> AIM
Copy out the listing that follows, exactly, without its pictures.
-- BEGIN MATERIAL SHOWN --
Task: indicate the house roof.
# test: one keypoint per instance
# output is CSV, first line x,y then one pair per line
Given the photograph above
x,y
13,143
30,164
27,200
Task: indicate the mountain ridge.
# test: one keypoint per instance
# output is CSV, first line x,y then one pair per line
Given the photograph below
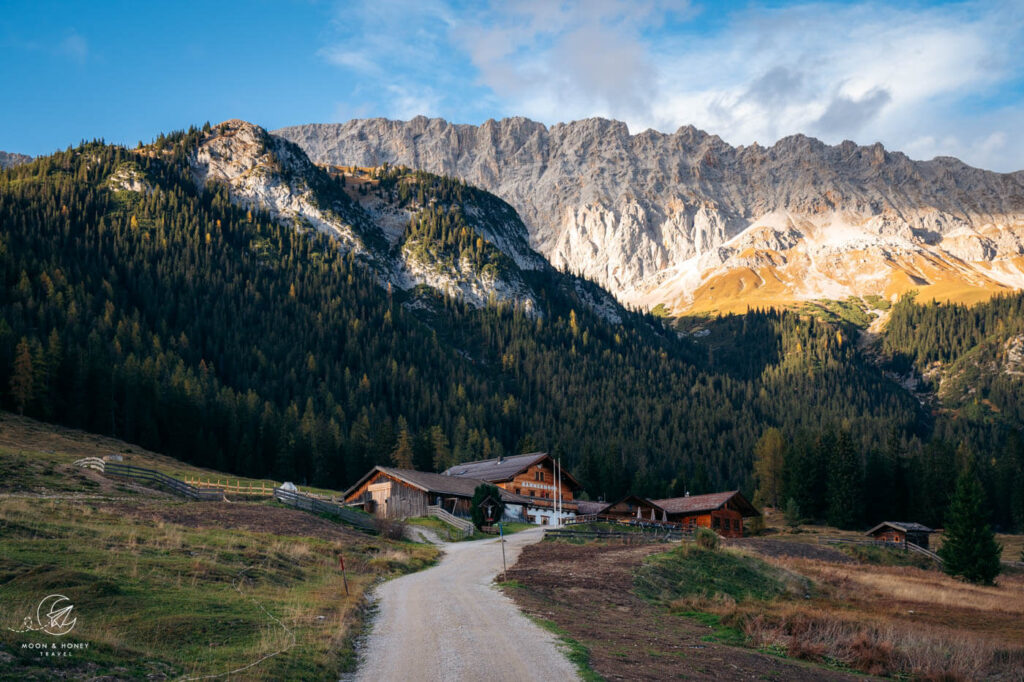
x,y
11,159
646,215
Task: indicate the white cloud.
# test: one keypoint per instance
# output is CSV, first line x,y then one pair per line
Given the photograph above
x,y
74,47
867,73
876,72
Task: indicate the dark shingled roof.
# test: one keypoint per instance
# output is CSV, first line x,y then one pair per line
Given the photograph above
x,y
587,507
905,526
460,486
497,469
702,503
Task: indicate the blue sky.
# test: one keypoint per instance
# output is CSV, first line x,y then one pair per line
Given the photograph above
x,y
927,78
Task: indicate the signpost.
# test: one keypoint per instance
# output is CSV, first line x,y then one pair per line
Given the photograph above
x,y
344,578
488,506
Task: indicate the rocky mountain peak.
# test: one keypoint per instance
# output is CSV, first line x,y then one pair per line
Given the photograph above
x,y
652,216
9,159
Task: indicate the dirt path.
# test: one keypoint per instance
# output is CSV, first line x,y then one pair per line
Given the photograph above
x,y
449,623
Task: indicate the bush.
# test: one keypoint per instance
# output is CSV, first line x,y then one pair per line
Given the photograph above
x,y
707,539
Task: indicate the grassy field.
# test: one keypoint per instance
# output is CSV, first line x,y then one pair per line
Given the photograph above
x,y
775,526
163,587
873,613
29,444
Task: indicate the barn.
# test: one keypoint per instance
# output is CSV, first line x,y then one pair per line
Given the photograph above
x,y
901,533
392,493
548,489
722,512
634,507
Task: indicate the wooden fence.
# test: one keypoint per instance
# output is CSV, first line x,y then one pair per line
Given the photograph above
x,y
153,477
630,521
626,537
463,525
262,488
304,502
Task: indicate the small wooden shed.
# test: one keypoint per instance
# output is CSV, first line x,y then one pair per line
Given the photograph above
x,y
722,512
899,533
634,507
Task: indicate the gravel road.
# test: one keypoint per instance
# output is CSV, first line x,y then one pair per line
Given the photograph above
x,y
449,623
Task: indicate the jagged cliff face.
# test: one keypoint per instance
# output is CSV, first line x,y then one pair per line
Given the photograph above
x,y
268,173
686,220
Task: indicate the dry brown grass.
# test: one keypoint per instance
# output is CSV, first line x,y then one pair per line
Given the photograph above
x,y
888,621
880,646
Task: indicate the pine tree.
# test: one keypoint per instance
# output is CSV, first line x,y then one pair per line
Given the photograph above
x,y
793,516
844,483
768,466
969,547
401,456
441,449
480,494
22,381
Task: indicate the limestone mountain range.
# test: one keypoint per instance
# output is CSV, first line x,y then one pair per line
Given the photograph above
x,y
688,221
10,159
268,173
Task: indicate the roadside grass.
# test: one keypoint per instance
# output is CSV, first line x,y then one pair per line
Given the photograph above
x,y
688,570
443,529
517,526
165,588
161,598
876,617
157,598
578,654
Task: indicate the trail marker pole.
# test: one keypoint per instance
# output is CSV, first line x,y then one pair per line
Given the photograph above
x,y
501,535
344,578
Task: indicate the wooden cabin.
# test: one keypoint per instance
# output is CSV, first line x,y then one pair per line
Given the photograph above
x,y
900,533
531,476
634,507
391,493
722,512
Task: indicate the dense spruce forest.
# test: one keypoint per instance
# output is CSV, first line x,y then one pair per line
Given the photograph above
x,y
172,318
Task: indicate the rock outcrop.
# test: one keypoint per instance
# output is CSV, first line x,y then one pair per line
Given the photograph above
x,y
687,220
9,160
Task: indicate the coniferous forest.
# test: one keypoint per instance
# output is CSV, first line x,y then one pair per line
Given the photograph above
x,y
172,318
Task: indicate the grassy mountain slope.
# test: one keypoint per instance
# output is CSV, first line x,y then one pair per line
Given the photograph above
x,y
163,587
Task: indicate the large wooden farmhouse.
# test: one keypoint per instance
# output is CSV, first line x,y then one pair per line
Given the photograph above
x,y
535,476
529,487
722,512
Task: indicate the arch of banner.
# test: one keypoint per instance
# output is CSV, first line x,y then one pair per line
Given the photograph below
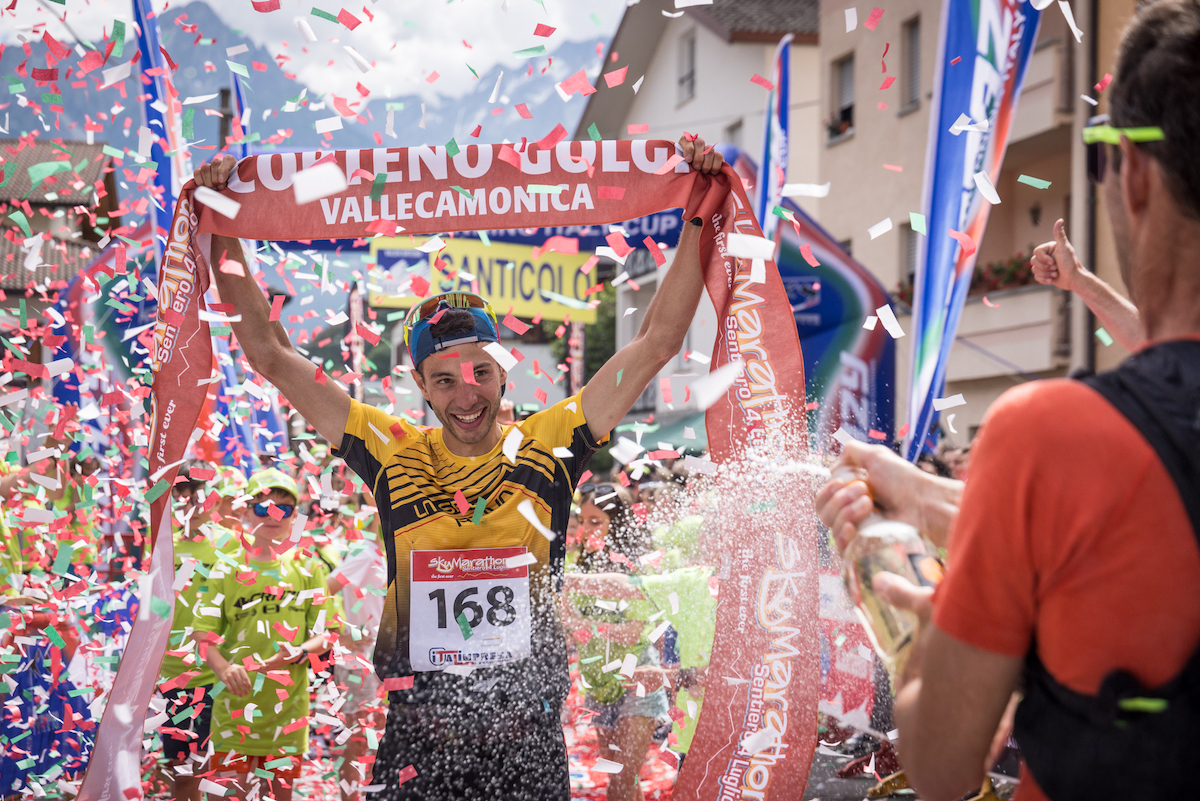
-- END MATERIAL SHOWN --
> SOLUTION TO THE PROBLEM
Task: indicate the house roof.
# test: one keypoint per instance
# output is CSV, first line x,y then one pair per line
Given the photograph above
x,y
13,143
30,164
27,200
Task: indicate the mountain ridge.
# test: one keypoint per instance
# output is CSV, first line x,y then one pair per line
Given the photograph below
x,y
11,159
646,215
Task: indicate the white cloud.
# test: one keypoint per instance
# output is CSV, first line x,y then one pair per line
Given the photograph above
x,y
74,47
867,73
876,72
Task: indicate the dark shingled roof.
# test: one keypoint per instance
# output is CSV, first line x,y then one pair per line
Given the photograph above
x,y
587,507
905,526
460,486
497,469
702,503
Task: indicate the blue sky.
# test: one keypoint per instance
# output is CSV, first line x,y then one pair per line
Given the photograph above
x,y
927,78
Task: indicate the signpost.
# test: one keypoint per instance
# output is CSV, first line x,y then one pair per line
Given the photograph above
x,y
344,578
488,506
Task: indicate the rocky mountain peak.
# test: one keypoint per instance
# output is CSV, first line x,y then one pair per line
Given the photograph above
x,y
652,216
9,159
Task: indicate the dirt path.
# test: one keypoint per instance
# output is CSV, first line x,y then one pair per line
Given the photograph above
x,y
449,623
Task: indicate the bush.
# test: one keypoint per instance
# output is CSV, first line x,y then one pair per line
Given the photograph above
x,y
707,539
Task: indicate the grassy field.
# test: one keypoint per instance
# output is CSV, first line x,y then one pair per line
Given the photograph above
x,y
775,526
163,587
873,613
29,444
Task: indicate the barn.
# test: one keypoint per instance
# output is CSV, first line x,y then one pair per line
Given the photograph above
x,y
901,533
392,493
548,489
722,512
634,507
Task: indicate the wooden fence.
# test: one keypoint per instance
# output is CSV, first line x,y then one pair per line
Given the photograph above
x,y
153,477
630,521
626,537
463,525
262,488
304,502
Task: indicate the small wooden shed.
# test: one keypoint per instance
# output is CSV, first line x,y then one pair per line
Given the photograph above
x,y
722,512
899,533
634,507
Task: indicate the gravel road.
# test: one keypoint per instance
# output is CSV, first line x,y then one pair per line
Given the photograph above
x,y
449,623
Task: indicate the jagged cliff face.
# test: one keypoint per instance
# output is CSV, first line x,y then one pair per line
Given the photograph above
x,y
268,173
686,220
Task: indicate the dry brown grass.
# test: one keypoint per instance
# output is CSV, first line x,y then one pair per line
Given the photograph above
x,y
888,621
880,646
Task: indicate the pine tree.
# test: one keypoint per instance
# output is CSV, first line x,y then one pair per line
Given the photograph above
x,y
793,516
844,483
768,466
969,547
401,456
441,449
480,494
22,381
Task: indicate the limestone mountain range.
# test: one keypoint per instance
# output is CSV, first line x,y then one pair per line
Given the photograph above
x,y
688,221
10,159
268,173
Task: indicate the roadside grass.
# test: one keypoint per instance
# output is CSV, first line x,y then one pair per line
Given the photograph above
x,y
688,570
443,529
517,526
165,588
161,598
876,617
157,598
578,654
Task: indicate the trail marker pole.
# test: one keypoint per instance
# output is CSV, first line x,y then one pair per line
Given the photograph above
x,y
501,535
344,578
Task: indicate the wooden cabin.
# test: one keypoint per instance
# output is CSV, first line x,y then one pair per line
Given the photograph above
x,y
900,533
531,476
634,507
391,493
722,512
Task: indicate the dense spruce forest.
# test: one keypoint per instance
# output is CSV, first line x,y then one pair per line
Given the photograph above
x,y
172,318
Task: indicate the rock outcrop.
# test: one keypoint per instance
# output is CSV, first line x,y then one pair per line
Given the photograph above
x,y
687,220
9,160
Task: indicate the coniferous forest.
# test: one keypoint per instance
# output is CSV, first line x,y then one pair per line
Given the photograph above
x,y
172,318
Task: indicate the grassy mountain slope.
# test: one keypoint per instance
# output is CSV, first line x,y then one pair per line
Given the photograph above
x,y
163,587
Task: indicate the large wooden farmhouse.
# test: one keypoint per instance
# output is CSV, first line x,y then one pair per line
Given the photograph above
x,y
535,476
529,487
722,512
Task: indicate the arch of banner.
# test: one keypoint per instance
# output is CSV, first line x,y then one pair per line
Given the photograph below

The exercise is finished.